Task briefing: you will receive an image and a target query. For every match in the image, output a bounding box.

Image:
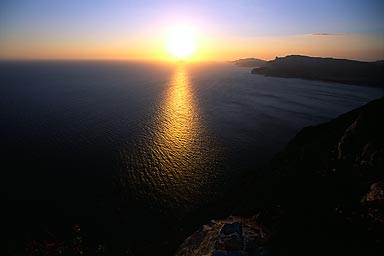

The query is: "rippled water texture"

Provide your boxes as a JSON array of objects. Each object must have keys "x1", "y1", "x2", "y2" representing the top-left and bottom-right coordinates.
[
  {"x1": 0, "y1": 62, "x2": 382, "y2": 223},
  {"x1": 121, "y1": 66, "x2": 220, "y2": 212}
]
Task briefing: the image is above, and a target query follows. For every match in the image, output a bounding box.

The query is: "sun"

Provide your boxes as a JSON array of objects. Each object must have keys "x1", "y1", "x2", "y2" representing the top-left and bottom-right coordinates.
[{"x1": 167, "y1": 26, "x2": 196, "y2": 60}]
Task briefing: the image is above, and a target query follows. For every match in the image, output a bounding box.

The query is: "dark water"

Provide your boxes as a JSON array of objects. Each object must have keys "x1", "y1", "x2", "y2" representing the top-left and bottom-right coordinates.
[{"x1": 0, "y1": 62, "x2": 383, "y2": 253}]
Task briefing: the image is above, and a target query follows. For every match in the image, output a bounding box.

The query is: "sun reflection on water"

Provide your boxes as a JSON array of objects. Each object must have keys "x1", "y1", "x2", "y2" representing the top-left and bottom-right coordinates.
[{"x1": 119, "y1": 66, "x2": 216, "y2": 212}]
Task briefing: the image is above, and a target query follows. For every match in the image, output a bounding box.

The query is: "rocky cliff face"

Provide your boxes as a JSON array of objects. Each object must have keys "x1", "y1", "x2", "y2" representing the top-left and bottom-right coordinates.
[
  {"x1": 252, "y1": 55, "x2": 384, "y2": 86},
  {"x1": 177, "y1": 98, "x2": 384, "y2": 255}
]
+===+
Instructions for the task:
Write out again every line above exactly as given; the pictures do not belong in the copy.

Task output:
Task briefing: you will receive an image and a target query. For every match in the image, output a bounding box.

Image:

The query is: "rippled water texture"

Provide your boxes as a JSON array of objects. Each object must have keys "x1", "y1", "x2", "y2" representing the top-left and bottom-right coordinates.
[
  {"x1": 0, "y1": 62, "x2": 382, "y2": 223},
  {"x1": 121, "y1": 66, "x2": 220, "y2": 212}
]
Task briefing: the image is above, and a target query follows. For every match in the image, output a bounding box.

The query is: "sun"

Provide your boxes as a JSON array of objects. Each object must have keys "x1", "y1", "x2", "y2" representing the top-left and bottom-right coordinates.
[{"x1": 167, "y1": 26, "x2": 196, "y2": 60}]
Task briefing: the image is above, and a target query follows. For every match in the image, output a bounding box.

The query is: "dark water"

Provide your boxes as a JSON array of objects. Each object must have keys "x1", "y1", "x2", "y2" representing the top-left and bottom-right coordinates.
[{"x1": 0, "y1": 62, "x2": 383, "y2": 253}]
Task briefing: the image is above, and a target query follows. For every match in the image, output a bounding box.

The query is: "sun reflection on water"

Provide your boxes as a JSON array of objects. Each object must have keys "x1", "y1", "x2", "y2" representing the top-left and bottom-right coordinates.
[{"x1": 119, "y1": 66, "x2": 216, "y2": 212}]
Task briefing: the image is above, and a target query follows. For every match in the image, output a bounding box.

The query is: "rocky cliff face"

Provide your boxes as a JSON array of objects. Each object must have keys "x1", "y1", "x2", "y2" representing the top-left and bottom-right coordinates.
[
  {"x1": 252, "y1": 55, "x2": 384, "y2": 86},
  {"x1": 177, "y1": 98, "x2": 384, "y2": 255}
]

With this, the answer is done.